_DIRECTIONS FOR THIS TASK_
Please return the whole listing word for word.

_DATA FOR REVIEW_
Content starts

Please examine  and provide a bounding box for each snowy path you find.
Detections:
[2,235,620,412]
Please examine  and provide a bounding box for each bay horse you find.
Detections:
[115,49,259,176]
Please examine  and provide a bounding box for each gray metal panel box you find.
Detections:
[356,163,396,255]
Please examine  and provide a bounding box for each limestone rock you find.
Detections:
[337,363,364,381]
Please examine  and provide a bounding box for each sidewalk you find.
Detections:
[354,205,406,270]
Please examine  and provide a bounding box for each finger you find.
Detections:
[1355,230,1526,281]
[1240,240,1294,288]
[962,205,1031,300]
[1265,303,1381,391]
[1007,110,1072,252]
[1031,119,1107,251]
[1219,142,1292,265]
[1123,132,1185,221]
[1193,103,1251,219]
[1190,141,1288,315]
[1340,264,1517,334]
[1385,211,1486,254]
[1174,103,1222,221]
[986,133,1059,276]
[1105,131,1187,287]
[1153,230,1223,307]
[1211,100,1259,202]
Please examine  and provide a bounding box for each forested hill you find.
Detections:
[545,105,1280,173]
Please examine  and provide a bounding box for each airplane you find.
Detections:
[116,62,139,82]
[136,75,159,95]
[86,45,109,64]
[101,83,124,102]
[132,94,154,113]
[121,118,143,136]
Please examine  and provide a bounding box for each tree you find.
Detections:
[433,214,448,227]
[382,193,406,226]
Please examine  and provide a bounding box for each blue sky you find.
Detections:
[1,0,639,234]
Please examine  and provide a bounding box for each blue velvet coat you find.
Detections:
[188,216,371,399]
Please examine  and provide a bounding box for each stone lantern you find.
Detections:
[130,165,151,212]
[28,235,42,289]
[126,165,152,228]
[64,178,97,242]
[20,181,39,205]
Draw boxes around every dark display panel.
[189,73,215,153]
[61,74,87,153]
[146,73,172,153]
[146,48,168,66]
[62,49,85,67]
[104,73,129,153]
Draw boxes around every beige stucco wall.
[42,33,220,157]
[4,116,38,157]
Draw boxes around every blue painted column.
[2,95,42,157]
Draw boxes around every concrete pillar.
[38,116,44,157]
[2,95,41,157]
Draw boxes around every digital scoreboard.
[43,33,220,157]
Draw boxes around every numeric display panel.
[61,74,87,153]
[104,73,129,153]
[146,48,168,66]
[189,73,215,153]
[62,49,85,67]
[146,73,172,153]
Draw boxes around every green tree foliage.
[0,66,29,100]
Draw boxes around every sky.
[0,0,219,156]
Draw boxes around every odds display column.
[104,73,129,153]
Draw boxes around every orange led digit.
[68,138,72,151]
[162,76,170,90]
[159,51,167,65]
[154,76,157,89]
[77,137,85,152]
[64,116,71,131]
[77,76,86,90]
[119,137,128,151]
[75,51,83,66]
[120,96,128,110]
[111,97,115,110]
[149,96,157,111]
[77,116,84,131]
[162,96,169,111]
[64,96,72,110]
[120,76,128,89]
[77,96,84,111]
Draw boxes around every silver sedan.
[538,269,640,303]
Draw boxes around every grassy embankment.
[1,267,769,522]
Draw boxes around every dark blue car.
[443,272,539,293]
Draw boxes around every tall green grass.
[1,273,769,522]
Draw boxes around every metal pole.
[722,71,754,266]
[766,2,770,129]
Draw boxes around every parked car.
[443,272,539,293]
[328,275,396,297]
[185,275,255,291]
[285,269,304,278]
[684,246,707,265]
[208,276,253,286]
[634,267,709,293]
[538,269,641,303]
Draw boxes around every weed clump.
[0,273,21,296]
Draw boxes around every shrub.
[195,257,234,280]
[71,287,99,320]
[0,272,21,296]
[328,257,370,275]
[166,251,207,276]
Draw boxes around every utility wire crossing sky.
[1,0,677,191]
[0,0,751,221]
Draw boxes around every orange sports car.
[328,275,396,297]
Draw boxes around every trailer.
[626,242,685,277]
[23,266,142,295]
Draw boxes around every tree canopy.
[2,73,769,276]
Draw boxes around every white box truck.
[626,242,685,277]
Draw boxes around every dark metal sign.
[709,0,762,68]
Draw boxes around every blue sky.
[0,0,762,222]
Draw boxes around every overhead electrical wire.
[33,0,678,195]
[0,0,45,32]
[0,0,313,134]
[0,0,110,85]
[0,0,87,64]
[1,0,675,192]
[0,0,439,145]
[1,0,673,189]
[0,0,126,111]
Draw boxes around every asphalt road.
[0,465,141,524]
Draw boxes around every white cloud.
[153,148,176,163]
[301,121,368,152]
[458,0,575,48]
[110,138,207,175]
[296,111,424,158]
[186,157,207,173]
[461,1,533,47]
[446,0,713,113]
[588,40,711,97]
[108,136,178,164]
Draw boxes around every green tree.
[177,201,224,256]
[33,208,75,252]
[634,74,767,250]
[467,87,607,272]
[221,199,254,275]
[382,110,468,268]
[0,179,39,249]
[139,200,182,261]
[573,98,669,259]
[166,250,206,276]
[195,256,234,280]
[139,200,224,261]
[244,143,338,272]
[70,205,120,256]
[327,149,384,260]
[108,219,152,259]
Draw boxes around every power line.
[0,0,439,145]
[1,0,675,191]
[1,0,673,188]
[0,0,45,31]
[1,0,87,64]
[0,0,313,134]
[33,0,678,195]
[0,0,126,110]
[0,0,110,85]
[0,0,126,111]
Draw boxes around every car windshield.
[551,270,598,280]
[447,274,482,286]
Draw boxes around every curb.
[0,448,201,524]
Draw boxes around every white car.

Content ends

_OUTPUT FOR THIS EXERCISE_
Please examine  and provide a bounding box for each snowy path you find.
Detections:
[2,235,620,412]
Please examine  and provide a bounding box for each bay horse you find.
Detections:
[115,49,259,176]
Please examine  and provide a bounding box for each gray metal panel box you find.
Detections:
[356,163,396,255]
Please examine  and provide a bounding box for each limestone rock you find.
Detections:
[337,363,364,381]
Please examine  and provide a bounding box for each sidewalk you find.
Detections:
[354,205,406,270]
Please examine  and provide a bounding box for each finger you find.
Detections:
[1355,230,1526,281]
[1240,240,1294,288]
[962,205,1031,300]
[1265,303,1381,391]
[1007,110,1072,252]
[1031,119,1107,251]
[1219,142,1292,265]
[1123,132,1185,221]
[1193,103,1251,219]
[1190,141,1288,315]
[1340,264,1517,334]
[1385,211,1486,254]
[1174,103,1222,221]
[986,133,1059,276]
[1105,131,1187,287]
[1153,230,1223,307]
[1211,100,1259,202]
Please examine  and provide a bounding box for each forested hill you find.
Detections:
[545,105,1280,173]
Please examine  and provide a bounding box for each airplane you find.
Detections:
[116,62,139,82]
[136,75,159,95]
[86,45,109,64]
[101,83,124,102]
[132,94,154,113]
[121,118,143,136]
Please examine  and provide a bounding box for each tree you find.
Detections:
[433,214,448,227]
[382,193,406,226]
Please examine  and provide a bounding box for each blue sky you find.
Detections:
[1,0,639,234]
Please examine  and provide a bounding box for each blue velvet coat you find.
Detections:
[188,216,371,399]
Please examine  and provide a bounding box for each stone lantern you find.
Detections:
[130,165,151,212]
[28,235,42,289]
[126,165,152,228]
[64,178,97,242]
[20,181,39,205]
Draw boxes around every dark display panel.
[189,73,215,153]
[61,74,87,153]
[146,73,172,153]
[146,48,168,66]
[62,49,85,67]
[104,73,129,153]
Draw boxes around every beige stucco wall.
[42,33,220,157]
[4,116,38,157]
Draw boxes around every blue painted column.
[2,95,42,157]
Draw boxes around every concrete pillar.
[38,116,44,157]
[2,95,41,157]
Draw boxes around every digital scoreboard.
[43,33,220,157]
Draw boxes around every numeric display panel.
[61,74,87,153]
[104,73,129,153]
[146,48,168,66]
[189,73,215,153]
[62,49,85,67]
[146,73,172,153]
Draw boxes around every green tree foliage.
[0,66,29,100]
Draw boxes around every sky.
[0,0,219,156]
Draw boxes around every odds display column.
[104,73,129,153]
Draw boxes around every orange led digit.
[68,138,72,151]
[162,76,170,90]
[159,51,167,65]
[154,76,157,89]
[77,137,85,152]
[64,116,71,131]
[77,76,86,90]
[119,137,128,151]
[75,51,83,66]
[120,96,128,110]
[111,97,115,110]
[149,96,157,111]
[77,116,84,131]
[162,96,169,111]
[64,96,72,110]
[120,76,128,89]
[77,96,84,111]
Draw boxes around every silver sedan.
[538,269,640,303]
Draw boxes around every grassy embankment.
[1,267,769,522]
Draw boxes around every dark blue car.
[443,272,539,293]
Draw boxes around every tall green grass.
[1,273,769,522]
Draw boxes around every metal pole.
[722,71,754,266]
[766,2,770,129]
Draw boxes around every parked car.
[443,272,539,293]
[328,275,396,297]
[185,275,255,291]
[285,269,304,278]
[684,246,707,265]
[208,276,253,286]
[634,267,709,293]
[538,269,641,303]
Draw boxes around every weed clump.
[0,273,21,296]
Draw boxes around every shrub.
[195,257,234,280]
[71,287,99,320]
[0,272,21,296]
[328,257,370,275]
[166,251,207,276]
Draw boxes around every utility wire crossing sky.
[1,0,677,191]
[0,0,751,221]
Draw boxes around every orange sports car.
[328,275,396,297]
Draw boxes around every trailer.
[626,242,685,277]
[23,266,142,295]
Draw boxes around every tree canopy.
[2,73,769,276]
Draw boxes around every white box truck.
[626,242,685,277]
Draw boxes around every dark metal sign.
[709,0,762,68]
Draw boxes around every blue sky.
[0,0,762,222]
Draw boxes around every overhead electrical wire.
[33,0,678,195]
[0,0,45,32]
[0,0,313,134]
[0,0,110,85]
[0,0,87,64]
[1,0,675,192]
[0,0,439,145]
[1,0,673,189]
[0,0,126,111]
Draw boxes around every asphalt road.
[0,465,141,524]
Draw boxes around every white cloud.
[153,148,176,163]
[301,121,368,152]
[458,0,575,48]
[110,138,207,175]
[296,111,424,158]
[186,157,207,173]
[461,1,533,47]
[446,0,713,113]
[588,40,711,97]
[108,136,178,164]
Draw boxes around every green tree.
[177,201,224,256]
[33,208,75,252]
[634,74,767,250]
[467,87,607,272]
[221,199,254,275]
[382,110,468,268]
[0,179,39,249]
[139,200,182,261]
[573,98,669,259]
[166,250,206,276]
[195,256,234,280]
[139,200,224,261]
[244,143,338,272]
[70,205,120,256]
[327,149,384,260]
[108,219,152,259]
Draw boxes around every power line.
[0,0,439,145]
[1,0,675,191]
[1,0,673,188]
[0,0,45,31]
[1,0,87,64]
[0,0,313,134]
[33,0,678,195]
[0,0,126,110]
[0,0,110,85]
[0,0,126,111]
Draw boxes around every car windshield.
[551,270,598,280]
[447,274,482,286]
Draw boxes around every curb.
[0,448,201,524]
Draw boxes around every white car.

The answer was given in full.